Dataset entries
-- Opening Marker --

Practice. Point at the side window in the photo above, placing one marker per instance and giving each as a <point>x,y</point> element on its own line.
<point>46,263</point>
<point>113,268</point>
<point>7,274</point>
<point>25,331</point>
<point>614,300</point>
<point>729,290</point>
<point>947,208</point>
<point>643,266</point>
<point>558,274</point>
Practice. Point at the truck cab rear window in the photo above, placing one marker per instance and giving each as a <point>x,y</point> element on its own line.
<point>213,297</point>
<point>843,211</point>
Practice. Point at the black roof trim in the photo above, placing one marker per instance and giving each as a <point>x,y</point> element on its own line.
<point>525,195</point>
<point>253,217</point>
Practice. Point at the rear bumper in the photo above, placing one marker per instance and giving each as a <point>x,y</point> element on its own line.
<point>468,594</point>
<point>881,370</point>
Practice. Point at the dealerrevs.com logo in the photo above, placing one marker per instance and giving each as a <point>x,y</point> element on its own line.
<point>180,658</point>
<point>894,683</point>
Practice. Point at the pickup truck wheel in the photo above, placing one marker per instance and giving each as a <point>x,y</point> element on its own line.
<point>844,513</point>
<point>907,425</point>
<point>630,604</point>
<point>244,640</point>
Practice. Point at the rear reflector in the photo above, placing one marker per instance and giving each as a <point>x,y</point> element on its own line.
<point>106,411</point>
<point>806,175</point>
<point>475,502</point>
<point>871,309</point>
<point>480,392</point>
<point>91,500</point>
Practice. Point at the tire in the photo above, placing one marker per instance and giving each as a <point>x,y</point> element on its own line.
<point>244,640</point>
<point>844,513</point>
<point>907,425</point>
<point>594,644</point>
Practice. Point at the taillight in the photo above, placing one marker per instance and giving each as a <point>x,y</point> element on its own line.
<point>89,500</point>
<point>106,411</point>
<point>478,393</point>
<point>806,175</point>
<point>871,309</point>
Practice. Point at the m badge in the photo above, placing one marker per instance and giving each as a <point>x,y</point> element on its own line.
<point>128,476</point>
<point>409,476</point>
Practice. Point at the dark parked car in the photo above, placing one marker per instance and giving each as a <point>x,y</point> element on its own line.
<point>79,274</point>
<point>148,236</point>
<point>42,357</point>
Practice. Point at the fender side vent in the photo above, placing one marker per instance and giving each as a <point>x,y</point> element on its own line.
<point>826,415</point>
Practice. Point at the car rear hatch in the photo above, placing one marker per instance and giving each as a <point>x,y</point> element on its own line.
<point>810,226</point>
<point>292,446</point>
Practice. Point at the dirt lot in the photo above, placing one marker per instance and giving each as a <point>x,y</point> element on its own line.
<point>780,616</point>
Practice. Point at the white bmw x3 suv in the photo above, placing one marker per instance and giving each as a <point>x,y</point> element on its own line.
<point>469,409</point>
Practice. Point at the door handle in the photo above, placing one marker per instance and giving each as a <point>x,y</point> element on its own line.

-- Closing Marker --

## Exercise aim:
The entries shown above must be reproduced in full, exactly as written.

## Response below:
Practice. Point at the side window in the photo above, placing one marker per instance and giving each as a <point>x,y</point> element on its own line.
<point>46,263</point>
<point>113,268</point>
<point>7,274</point>
<point>25,331</point>
<point>614,300</point>
<point>729,290</point>
<point>947,208</point>
<point>643,266</point>
<point>558,274</point>
Practice. Point at the truck cab rear window in the photo above, placing one marker per instance and giving each as a <point>x,y</point> element on its own line.
<point>213,297</point>
<point>843,211</point>
Practice. Point at the black roof trim in the photo above, placing one marker per instance and giving each as a <point>x,y</point> element on its own line.
<point>525,195</point>
<point>253,217</point>
Practice. Point at the rear bumper in the photo above, placing one marker per instance and giving each as a <point>x,y</point> element on its own line.
<point>468,594</point>
<point>881,370</point>
Practice. Point at the dealerrevs.com logo in the photo above, placing one marker per instance and giving each as a <point>x,y</point> element on its own line.
<point>180,658</point>
<point>894,683</point>
Practice. Point at the pickup truck wheel in the photo above, placing one marker per instance and giving each as a <point>x,y</point> element on its own line.
<point>844,513</point>
<point>907,425</point>
<point>630,604</point>
<point>244,640</point>
Practice. Point at the rear reflector in the photo above, placing one marker per instance and giving each as a <point>x,y</point> element on its own line.
<point>106,411</point>
<point>806,175</point>
<point>475,502</point>
<point>871,309</point>
<point>480,392</point>
<point>91,500</point>
Practice. Point at the tire in the photo above, placing one marker per instance and giving each as a <point>x,y</point> element on its own line.
<point>244,640</point>
<point>844,513</point>
<point>907,425</point>
<point>594,644</point>
Practice. Point at the taillight in the photo above, placing one marker per instance and giving each as a <point>x,y</point> element on its own line.
<point>89,500</point>
<point>106,411</point>
<point>478,393</point>
<point>806,175</point>
<point>871,309</point>
Practice. Point at the m badge in the photo above, placing one marker per instance and giving each as a <point>x,y</point> element on its own line.
<point>128,476</point>
<point>409,476</point>
Practice. Point at the dark parked car in the photo above, placing one marker per instance and giving each as a <point>x,y</point> element on its own line.
<point>79,274</point>
<point>148,236</point>
<point>42,357</point>
Practice. Point at the fender side vent in the photo above, placing one marker per instance and giving each as a <point>x,y</point> element on its own line.
<point>826,415</point>
Practice. Point at the car rear hatch in the photo above, placing one marker per instance and giving each as a <point>x,y</point> element on its own line.
<point>810,226</point>
<point>292,446</point>
Practice. Point at the dirt lot in the photo above, placing one marker per instance and giving each as a <point>x,y</point> element on its own line.
<point>780,616</point>
Practice. Point at the white bmw x3 suv in the photo above, placing one marker per instance and giving each as a <point>x,y</point> element on its own line.
<point>469,409</point>
Practice. Point at the door handle in the photo above, placing one marker per instance and giving each as a <point>x,y</point> element on its own line.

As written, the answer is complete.